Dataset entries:
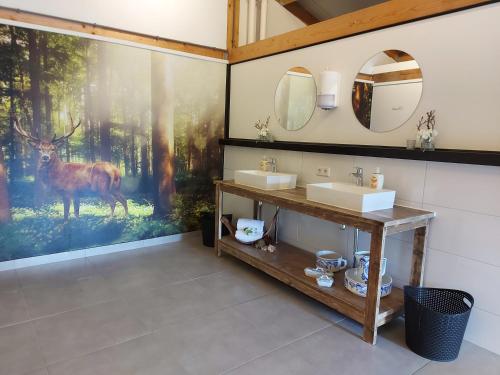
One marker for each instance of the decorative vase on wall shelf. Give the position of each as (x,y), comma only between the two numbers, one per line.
(427,145)
(266,138)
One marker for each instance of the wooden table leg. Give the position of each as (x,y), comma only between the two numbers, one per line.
(218,215)
(418,258)
(374,282)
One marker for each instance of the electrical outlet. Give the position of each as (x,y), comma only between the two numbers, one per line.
(323,172)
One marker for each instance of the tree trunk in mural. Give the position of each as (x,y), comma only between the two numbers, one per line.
(162,134)
(104,105)
(14,162)
(34,74)
(4,196)
(46,93)
(133,151)
(88,120)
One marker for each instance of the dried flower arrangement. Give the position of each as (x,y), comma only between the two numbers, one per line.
(426,130)
(263,131)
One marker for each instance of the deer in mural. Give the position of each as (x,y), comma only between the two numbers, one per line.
(71,179)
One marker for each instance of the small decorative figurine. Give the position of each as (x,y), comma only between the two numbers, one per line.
(426,131)
(263,131)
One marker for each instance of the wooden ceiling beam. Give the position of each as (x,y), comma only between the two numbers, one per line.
(383,15)
(92,29)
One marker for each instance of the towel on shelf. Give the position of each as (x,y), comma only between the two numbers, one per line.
(255,226)
(246,237)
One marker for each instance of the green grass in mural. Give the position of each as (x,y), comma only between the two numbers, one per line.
(44,231)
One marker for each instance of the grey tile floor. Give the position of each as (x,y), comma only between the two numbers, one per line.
(178,309)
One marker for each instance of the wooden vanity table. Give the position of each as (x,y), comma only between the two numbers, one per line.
(287,263)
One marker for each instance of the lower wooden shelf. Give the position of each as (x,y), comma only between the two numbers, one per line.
(287,264)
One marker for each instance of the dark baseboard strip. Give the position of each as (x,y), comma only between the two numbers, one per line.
(439,155)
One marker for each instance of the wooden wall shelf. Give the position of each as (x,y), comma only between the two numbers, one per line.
(287,263)
(440,155)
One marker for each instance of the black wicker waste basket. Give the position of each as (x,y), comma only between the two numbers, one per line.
(435,321)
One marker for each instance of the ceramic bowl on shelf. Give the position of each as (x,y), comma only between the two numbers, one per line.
(330,260)
(355,284)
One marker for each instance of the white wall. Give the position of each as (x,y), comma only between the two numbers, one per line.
(462,82)
(460,77)
(195,21)
(279,20)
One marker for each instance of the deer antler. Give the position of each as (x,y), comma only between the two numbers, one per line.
(24,133)
(66,136)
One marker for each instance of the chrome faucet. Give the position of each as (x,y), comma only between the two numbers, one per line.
(358,175)
(274,168)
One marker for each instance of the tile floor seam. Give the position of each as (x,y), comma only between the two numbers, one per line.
(422,367)
(145,334)
(275,349)
(32,319)
(464,257)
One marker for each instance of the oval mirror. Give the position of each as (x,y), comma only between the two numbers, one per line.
(295,98)
(387,90)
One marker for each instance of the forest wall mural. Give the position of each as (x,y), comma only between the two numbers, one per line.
(102,143)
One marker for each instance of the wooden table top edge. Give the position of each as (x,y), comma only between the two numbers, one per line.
(380,217)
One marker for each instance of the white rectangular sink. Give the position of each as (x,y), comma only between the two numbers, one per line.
(265,180)
(350,196)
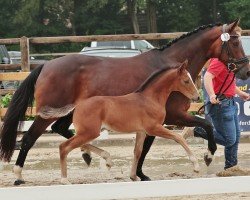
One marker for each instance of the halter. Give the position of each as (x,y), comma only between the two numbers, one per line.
(233,64)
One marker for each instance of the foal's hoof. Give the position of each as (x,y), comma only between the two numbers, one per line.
(19,182)
(145,178)
(87,158)
(207,159)
(109,164)
(65,181)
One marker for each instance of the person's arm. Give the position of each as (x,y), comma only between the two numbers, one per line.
(243,95)
(208,83)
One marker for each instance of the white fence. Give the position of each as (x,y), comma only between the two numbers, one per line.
(164,188)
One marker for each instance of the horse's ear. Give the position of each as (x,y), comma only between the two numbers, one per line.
(183,66)
(232,26)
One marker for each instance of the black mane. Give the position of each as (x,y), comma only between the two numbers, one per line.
(150,79)
(187,35)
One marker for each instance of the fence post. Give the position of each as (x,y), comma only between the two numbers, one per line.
(24,47)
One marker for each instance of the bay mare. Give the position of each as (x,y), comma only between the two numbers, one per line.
(142,112)
(62,82)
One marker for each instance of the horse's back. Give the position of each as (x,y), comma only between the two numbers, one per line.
(69,78)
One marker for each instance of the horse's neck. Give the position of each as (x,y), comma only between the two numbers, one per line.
(160,89)
(195,48)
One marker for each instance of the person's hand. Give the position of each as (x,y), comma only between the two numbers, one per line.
(213,99)
(245,96)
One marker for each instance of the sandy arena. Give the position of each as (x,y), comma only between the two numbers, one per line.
(166,160)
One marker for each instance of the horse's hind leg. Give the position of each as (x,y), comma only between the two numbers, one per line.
(140,137)
(160,131)
(104,154)
(28,140)
(61,126)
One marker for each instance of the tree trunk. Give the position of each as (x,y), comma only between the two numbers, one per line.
(151,19)
(132,5)
(214,11)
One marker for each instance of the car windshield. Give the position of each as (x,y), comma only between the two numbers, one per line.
(125,44)
(246,45)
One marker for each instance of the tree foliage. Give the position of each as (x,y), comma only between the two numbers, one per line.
(86,17)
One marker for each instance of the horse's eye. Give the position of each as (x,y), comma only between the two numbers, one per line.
(235,43)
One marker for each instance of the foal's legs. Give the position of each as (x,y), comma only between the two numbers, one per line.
(140,137)
(28,140)
(104,154)
(68,146)
(160,131)
(184,119)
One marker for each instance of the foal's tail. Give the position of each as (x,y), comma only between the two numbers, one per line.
(22,98)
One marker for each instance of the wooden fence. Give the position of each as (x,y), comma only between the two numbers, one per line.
(25,42)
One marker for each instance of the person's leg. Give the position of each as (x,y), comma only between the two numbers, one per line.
(226,129)
(234,148)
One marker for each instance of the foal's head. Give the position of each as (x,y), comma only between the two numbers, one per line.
(184,83)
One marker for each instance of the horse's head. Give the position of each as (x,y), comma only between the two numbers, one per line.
(185,84)
(229,50)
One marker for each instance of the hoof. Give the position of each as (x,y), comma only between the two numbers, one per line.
(18,145)
(145,178)
(109,164)
(134,178)
(64,181)
(142,176)
(207,159)
(19,182)
(87,158)
(197,169)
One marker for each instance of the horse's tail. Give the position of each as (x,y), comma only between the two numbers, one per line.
(22,98)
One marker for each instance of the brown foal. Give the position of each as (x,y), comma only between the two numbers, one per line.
(142,111)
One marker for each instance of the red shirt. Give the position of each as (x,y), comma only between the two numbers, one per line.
(220,71)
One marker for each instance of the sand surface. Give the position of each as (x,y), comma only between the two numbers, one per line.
(164,161)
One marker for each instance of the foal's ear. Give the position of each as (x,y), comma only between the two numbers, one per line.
(182,67)
(232,26)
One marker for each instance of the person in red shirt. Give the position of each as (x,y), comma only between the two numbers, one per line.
(222,110)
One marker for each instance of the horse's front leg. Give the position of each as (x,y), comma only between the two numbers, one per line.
(61,126)
(191,121)
(146,147)
(140,137)
(28,140)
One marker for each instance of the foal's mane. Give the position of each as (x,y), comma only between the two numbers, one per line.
(151,79)
(203,27)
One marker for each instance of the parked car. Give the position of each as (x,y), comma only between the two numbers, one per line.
(142,45)
(5,59)
(110,52)
(4,55)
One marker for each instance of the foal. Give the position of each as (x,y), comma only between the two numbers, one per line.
(142,112)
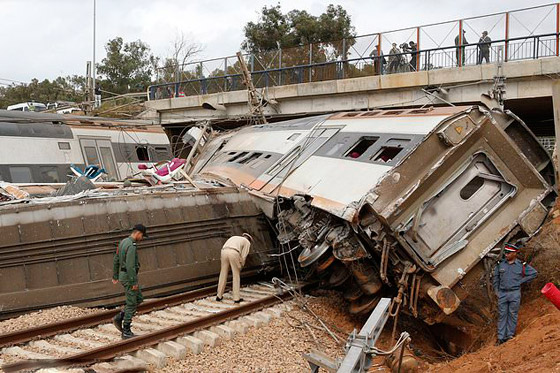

- _Exercise_
Pull every line of the records above and reproduce each one word for word, leaving out the pictures.

- _Solution for this task_
One marker for each instance of the decorative vase on wall shelf. Give the position of each as (x,y), comma only between the two numbers, one per line.
(427,145)
(266,138)
One marker for each instance of the wooden table leg. Give the position of each as (x,y), comma only between the two numbers, one per line.
(218,215)
(418,258)
(374,282)
One marker for each instance of the electrical outlet. Give the position of each as (x,y), comma only between the two numbers, one per line.
(323,172)
One marker for each instance of the tree trunk in mural. Give the position of each as (x,y), comma only between the two numbers, one per line.
(162,134)
(104,105)
(14,162)
(34,74)
(4,196)
(46,93)
(133,151)
(88,120)
One marker for each instance of the dried flower arrangement. Give the position of each as (x,y), comma only between the two numbers, one per line.
(426,130)
(263,131)
One marker for each instance of the deer in mural. Give the position of each as (x,y), comma only between the two numbers, one per line.
(71,179)
One marker for each instance of the small decorative figurine. Give the position of each as (x,y), comma only between the two numbers, one per line.
(426,131)
(263,131)
One marker for each instance of the wooden ceiling beam. Give the position of each as (x,y), comma only between the two numbers, one per line.
(383,15)
(92,29)
One marker for each instance of the towel on shelf. Give the position of each as (x,y), comma only between the two numbers, one per line.
(255,226)
(246,237)
One marker for each instance of the green grass in mural. Give the position of each as (x,y), comma only between the two numbers, one per line.
(44,231)
One marker for each instance of the grey tile floor. Give the position of each as (x,y), comma only between the two numbers, one per line.
(178,309)
One marker for each instance of the wooden vanity table. Give the position of each as (x,y), comma only between the two numbers, one per line.
(287,263)
One marker for each instance of the lower wooden shelf. Give the position of each as (x,y), comma only between the two numbers, one per line.
(287,264)
One marker for each instance of the dark baseboard strip. Give the position of each as (x,y), comma only between the two numbers, one per line.
(439,155)
One marker for each instance of the wooden wall shelf. Give the position of each as (x,y), comma only between the two numbers, one per line.
(287,263)
(440,155)
One marker for each instance of the black wicker waste basket. Give the position of each as (x,y), comma only between the two numbers, one per line.
(435,321)
One marker for each instance of the ceramic bowl on shelf. Give the position of each as (x,y), comma only between the two numbers, one per line.
(330,260)
(355,284)
One marker for each instance of the white wall. Give the position of each as (x,y), comma only between the two numbers, one per line.
(462,82)
(460,77)
(195,21)
(279,20)
One marker for each instance of the deer antler. Give the position of each as (x,y), comma only between the two numbers, one per line.
(24,133)
(66,136)
One marker for each instance of the chrome faucet. Give the position of each as (x,y), comma only between the two numbers, one per line.
(358,175)
(274,168)
One marker for each instance of the tile floor seam. Give the position of each as (x,y), comma only between the two numbers, one per line.
(422,367)
(145,334)
(275,349)
(32,319)
(464,257)
One marker for each instance of the oval mirror. Give the position of each as (x,y), comma only between the two numbers, one per line.
(295,98)
(387,90)
One marker for each instance of the forest wall mural. Give the position of each as (x,y), comma only between the two numbers, one per line.
(102,143)
One marker for each instance of the wooden table top edge. Give the position of each as (x,y), comma only between the two numbers, one per line.
(380,217)
One marker for each instance of the white rectangular sink. Give the position of each as (x,y), comma only between the two numbers, one per line.
(265,180)
(350,196)
One marker for each instance of the halter. Give the position of each as (x,y), comma only between the two numbers, one per line.
(233,64)
One marker for each instance of the foal's hoof. Give the position of each as (x,y), comma only between the two numbers, one per line.
(19,182)
(145,178)
(87,158)
(207,159)
(109,164)
(65,181)
One marker for each instance of the person's arm. Give the position of each as (x,y), comma only between the two numbers, one per line.
(243,95)
(208,83)
One marker for each instance of the white fence. Give the position of each as (x,y), comma only between the two numbers, one per line.
(164,188)
One marker for each instance of the horse's ear. Give the position of each as (x,y), comma only between the two numbers, one per line.
(183,66)
(232,26)
One marker for each instance of the black mane. Give the position of each as (x,y), comma only between the two numbers, one per line.
(150,79)
(187,35)
One marker for each instance of the fence post. Give the position of each as (x,y), comma only between the two numbers, one per line.
(24,47)
One marker for each instance of the bay mare. Give the position of each as (x,y), comma only between the two numbers, one per line.
(142,112)
(62,82)
One marker for each instance of the horse's back. Give the position of each as (x,y), comma only between the two numbers, one per line.
(69,78)
One marker for each instance of the horse's neck. Give the position of each as (x,y), comma only between the two numbers, one per line.
(160,89)
(195,48)
One marker for each instance of the person's hand. Give the position of each as (x,y), comma only between the two numbers, one per line.
(213,99)
(245,96)
One marker for each instance of the sandy arena. Give the position of each as (x,y), comma only between the two numbers, one per line.
(166,160)
One marker for each instance of the horse's hind leg. Give the position of each as (x,y), comma only between the two numbers, one per line.
(140,137)
(160,131)
(104,154)
(28,140)
(61,126)
One marker for each instance of the tree trunk. Give the position of each as (x,y), comma only between the two numbers, one per line.
(151,19)
(132,5)
(214,11)
One marker for each instance of the car windshield. Give the position of each as (x,y), comma only between the two numbers, one per line.
(125,44)
(246,45)
One marker for each instance of the tree foliage. Give the position of each as (x,y), comma only between the two numbers, one per line.
(86,17)
One marker for each instance of the horse's eye. Give the position of each as (x,y), comma only between the two numbers, one per line.
(235,43)
One marker for each instance of the foal's legs. Give the position of each as (x,y), comma only between the two numbers, one per line.
(140,137)
(28,140)
(104,154)
(68,146)
(160,131)
(184,119)
One marker for each instance of the foal's tail. Give the position of each as (x,y), comma only between the two numbers, one per line.
(22,98)
One marker for each instance of the wooden fence. Give the position of each as (x,y), comma only between the two numbers, one per line.
(25,42)
One marker for each instance of the person's leg. Give the position of each as (x,y), comma only between the two numbers, one per line.
(226,129)
(234,148)
One marker for each instance of the foal's head. Give the position of each as (x,y), comma only between the two numbers, one per line.
(184,83)
One marker for each instance of the horse's head. Give the position of each as (x,y), comma only between the two numbers, one per line.
(185,84)
(229,50)
One marker for each instance of the hoof. Give the position of each as (x,y), comma only between the two numbers, one per line.
(18,145)
(145,178)
(109,164)
(134,178)
(64,181)
(142,176)
(207,159)
(19,182)
(87,158)
(197,169)
One marker for each instance of the horse's tail. Give the position of each as (x,y), comma only between the two numbers, one per line.
(22,98)
One marker for each instance of the brown foal. Give the position of each as (x,y), comma only between the two numbers, one per line.
(142,111)
One marker for each instance of the red shirt. Give the position of each as (x,y), comma only between the two numbers, one per line.
(220,71)
One marker for each instance of the sand surface. Give the position of each as (x,y), comma only between the two numbers, one per line.
(164,161)
One marker for each instance of the foal's ear. Give the position of each as (x,y), comma only between the two numbers, one per line.
(182,67)
(232,26)
One marker for each instance of the person in red shirt. Give the position of each as (x,y), comma only between the two numbers, one per line.
(222,110)
One marker for each instance of the horse's front leg. Give the position of each as (x,y), comma only between the two numbers, one per line.
(61,126)
(191,121)
(146,147)
(140,137)
(28,140)
One marker for each instance of the foal's mane. Give the position of each as (x,y), comma only between the two numbers, one per line.
(151,79)
(203,27)
One marker for each instance of the parked car. Give the position of each as (x,y), comma only between the two numbers, one per line.
(142,45)
(5,59)
(110,52)
(4,55)
One marker for each instance of the foal. Give the position of each as (x,y), comma only between the two numbers, one per line.
(142,112)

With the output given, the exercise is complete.